INSTRUCTIONS FOR THE TASK => Reproduce every line of the items below word for word, without changing anything.

SUPPLIED DATA =>

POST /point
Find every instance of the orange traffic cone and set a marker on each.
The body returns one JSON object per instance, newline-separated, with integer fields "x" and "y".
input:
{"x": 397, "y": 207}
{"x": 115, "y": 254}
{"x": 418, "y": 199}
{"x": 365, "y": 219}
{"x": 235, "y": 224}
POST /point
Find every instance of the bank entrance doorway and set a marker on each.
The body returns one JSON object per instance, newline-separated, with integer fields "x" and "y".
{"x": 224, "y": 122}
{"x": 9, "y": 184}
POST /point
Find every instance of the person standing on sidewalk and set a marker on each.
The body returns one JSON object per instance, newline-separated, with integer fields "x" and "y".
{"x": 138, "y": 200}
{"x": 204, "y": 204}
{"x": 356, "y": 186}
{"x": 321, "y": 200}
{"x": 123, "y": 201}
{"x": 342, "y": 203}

RESPONSE TO THE TASK =>
POST /point
Find every instance of the orange traffic cone and set a marker on each.
The body returns one JSON object per instance, newline-separated, with integer fields "x" and "y".
input:
{"x": 397, "y": 207}
{"x": 115, "y": 254}
{"x": 418, "y": 199}
{"x": 365, "y": 219}
{"x": 235, "y": 224}
POST /point
Find every instance of the bank entrance doorway and set a marker on each.
The body returns one JSON object per instance, newline-separated, with integer fields "x" and "y".
{"x": 224, "y": 122}
{"x": 9, "y": 184}
POST /point
Find every instance of the person standing on sidewalk and set a marker on each.
The body returns one JSON object per instance, newline-separated, with integer fields "x" and "y".
{"x": 138, "y": 200}
{"x": 204, "y": 204}
{"x": 356, "y": 186}
{"x": 321, "y": 200}
{"x": 123, "y": 201}
{"x": 342, "y": 203}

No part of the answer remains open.